やること =>
本文を、「平城宮・大極殿の正門が大極門」という言葉があるところから「せるように工夫したようです。」の後まで、「扁額」を「看板」に入れ替えて書き直してください。

本文 =>

■ ■ ■ ■ ■

大極門・東楼

大極門

平城宮・大極殿の正門が大極門です。扁額に大極門と書かれていますが、門の名前は分かっていません。第一次大極殿院では大極門の横に東楼と西楼があり、遠くから見ると門が3つ並んでいるようにみえます。平城京が造られた頃は大極門だけでしたが、730年頃に回廊を改造して、左右対称の楼を作り、豪華に見せるように工夫したようです。

楼の2階は屋根付きのオープンテラスのような構造になっており聖武天皇が楼の上で宴会をしたという記録がありますので、宴会場として使ったのでしょう。東を見ると若草山、東大寺が見えるし、西は西大寺、生駒山が見え、塔以外に高い建物はないので平城京が一望できたでしょう。東楼ができあがるのは2026年頃のようです。

■ ■ ■ ■ ■

記録一覧 =>
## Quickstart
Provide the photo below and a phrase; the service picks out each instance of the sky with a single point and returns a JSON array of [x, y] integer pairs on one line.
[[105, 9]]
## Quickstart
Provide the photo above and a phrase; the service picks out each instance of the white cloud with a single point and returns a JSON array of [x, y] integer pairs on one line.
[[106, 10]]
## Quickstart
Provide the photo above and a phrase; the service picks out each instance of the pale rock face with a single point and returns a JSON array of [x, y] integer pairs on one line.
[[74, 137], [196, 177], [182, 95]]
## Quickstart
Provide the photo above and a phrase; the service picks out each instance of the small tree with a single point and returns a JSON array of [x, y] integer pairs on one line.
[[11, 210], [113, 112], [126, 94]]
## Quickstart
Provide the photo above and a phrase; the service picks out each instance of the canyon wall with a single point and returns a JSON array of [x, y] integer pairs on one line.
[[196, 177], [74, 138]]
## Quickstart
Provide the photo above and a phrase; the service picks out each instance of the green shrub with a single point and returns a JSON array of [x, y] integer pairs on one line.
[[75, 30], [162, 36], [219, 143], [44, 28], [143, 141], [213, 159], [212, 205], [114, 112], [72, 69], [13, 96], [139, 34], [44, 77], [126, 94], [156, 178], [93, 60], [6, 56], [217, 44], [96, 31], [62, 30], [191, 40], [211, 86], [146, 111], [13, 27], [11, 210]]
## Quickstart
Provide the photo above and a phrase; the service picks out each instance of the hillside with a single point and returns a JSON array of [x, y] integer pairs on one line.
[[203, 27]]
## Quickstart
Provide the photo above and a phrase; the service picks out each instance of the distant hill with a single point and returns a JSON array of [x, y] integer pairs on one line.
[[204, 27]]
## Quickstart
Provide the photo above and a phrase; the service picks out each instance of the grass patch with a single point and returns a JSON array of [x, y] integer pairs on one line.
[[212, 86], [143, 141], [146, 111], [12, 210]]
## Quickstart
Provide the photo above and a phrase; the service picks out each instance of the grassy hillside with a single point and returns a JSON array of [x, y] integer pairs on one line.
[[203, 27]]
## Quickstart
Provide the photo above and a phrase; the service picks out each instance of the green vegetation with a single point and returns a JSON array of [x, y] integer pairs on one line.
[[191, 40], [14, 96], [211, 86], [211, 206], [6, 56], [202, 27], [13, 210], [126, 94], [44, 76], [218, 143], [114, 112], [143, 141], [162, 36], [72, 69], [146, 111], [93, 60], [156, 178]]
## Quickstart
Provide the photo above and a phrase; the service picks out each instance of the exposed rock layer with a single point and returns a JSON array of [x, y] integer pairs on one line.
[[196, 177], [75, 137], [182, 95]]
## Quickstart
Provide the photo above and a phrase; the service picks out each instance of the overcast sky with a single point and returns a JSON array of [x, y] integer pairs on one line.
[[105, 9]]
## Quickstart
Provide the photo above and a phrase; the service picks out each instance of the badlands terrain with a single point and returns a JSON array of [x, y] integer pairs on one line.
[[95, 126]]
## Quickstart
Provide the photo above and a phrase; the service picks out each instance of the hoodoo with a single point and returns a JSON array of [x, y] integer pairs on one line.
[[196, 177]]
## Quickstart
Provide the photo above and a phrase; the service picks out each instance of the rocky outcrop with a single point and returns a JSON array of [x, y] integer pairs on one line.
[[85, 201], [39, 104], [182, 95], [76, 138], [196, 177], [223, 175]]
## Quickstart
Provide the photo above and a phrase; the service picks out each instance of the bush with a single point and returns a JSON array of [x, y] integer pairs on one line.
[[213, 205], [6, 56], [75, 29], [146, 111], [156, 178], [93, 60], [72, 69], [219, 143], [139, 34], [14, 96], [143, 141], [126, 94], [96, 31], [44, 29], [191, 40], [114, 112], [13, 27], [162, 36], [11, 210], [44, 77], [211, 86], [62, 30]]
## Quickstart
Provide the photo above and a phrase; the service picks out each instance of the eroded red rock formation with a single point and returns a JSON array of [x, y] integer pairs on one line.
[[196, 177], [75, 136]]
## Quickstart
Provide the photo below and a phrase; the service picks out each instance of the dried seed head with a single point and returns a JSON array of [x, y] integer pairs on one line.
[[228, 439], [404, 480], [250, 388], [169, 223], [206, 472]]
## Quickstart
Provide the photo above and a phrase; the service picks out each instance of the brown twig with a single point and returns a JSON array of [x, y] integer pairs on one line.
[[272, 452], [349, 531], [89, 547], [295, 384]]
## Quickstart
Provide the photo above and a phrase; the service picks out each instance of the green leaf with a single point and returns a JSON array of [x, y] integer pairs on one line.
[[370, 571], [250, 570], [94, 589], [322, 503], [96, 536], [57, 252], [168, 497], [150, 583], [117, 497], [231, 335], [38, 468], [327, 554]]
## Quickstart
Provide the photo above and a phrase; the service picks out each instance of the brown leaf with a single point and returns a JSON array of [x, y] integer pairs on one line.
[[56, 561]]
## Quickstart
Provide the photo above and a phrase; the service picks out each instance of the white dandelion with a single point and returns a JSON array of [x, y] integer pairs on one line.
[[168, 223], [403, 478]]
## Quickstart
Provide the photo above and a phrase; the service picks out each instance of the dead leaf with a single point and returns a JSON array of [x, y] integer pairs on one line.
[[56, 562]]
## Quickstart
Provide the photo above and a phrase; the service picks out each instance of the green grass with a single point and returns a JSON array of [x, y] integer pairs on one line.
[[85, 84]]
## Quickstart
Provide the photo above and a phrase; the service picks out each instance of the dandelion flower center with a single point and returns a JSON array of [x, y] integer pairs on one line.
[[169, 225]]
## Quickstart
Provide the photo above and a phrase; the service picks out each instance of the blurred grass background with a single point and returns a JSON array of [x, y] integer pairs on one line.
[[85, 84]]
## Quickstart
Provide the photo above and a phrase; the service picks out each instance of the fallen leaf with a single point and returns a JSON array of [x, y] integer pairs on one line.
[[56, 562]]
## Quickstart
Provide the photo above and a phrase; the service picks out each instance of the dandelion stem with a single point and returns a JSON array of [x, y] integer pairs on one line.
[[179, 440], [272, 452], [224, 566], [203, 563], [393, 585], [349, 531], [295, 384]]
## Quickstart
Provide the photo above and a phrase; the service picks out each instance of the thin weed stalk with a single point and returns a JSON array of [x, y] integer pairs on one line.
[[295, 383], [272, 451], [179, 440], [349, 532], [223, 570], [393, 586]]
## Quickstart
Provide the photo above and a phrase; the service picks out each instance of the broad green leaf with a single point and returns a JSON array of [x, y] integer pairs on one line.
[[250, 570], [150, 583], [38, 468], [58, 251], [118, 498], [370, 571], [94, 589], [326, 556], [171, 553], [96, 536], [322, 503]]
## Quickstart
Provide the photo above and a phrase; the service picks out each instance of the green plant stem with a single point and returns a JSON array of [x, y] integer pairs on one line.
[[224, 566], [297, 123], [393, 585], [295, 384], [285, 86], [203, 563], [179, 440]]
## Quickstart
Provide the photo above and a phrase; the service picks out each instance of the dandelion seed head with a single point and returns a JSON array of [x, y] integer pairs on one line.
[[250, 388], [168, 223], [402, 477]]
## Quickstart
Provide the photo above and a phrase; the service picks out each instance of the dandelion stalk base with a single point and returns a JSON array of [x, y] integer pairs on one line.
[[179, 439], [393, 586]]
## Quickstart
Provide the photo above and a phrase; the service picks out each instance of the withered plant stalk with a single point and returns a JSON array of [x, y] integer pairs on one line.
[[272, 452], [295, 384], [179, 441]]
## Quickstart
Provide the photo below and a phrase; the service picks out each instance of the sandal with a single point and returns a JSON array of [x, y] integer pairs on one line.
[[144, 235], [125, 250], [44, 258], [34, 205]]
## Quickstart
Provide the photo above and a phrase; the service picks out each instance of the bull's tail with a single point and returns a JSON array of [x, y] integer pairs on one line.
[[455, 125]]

■ ■ ■ ■ ■

最終結果 =>
平城宮・大極殿の正門が大極門です。看板に大極門と書かれていますが、門の名前は分かっていません。第一次大極殿院では大極門の横に東楼と西楼があり、遠くから見ると門が3つ並んでいるようにみえます。平城京が造られた頃は大極門だけでしたが、730年頃に回廊を改造して、左右対称の楼を作り、豪華に見せるように工夫したようです。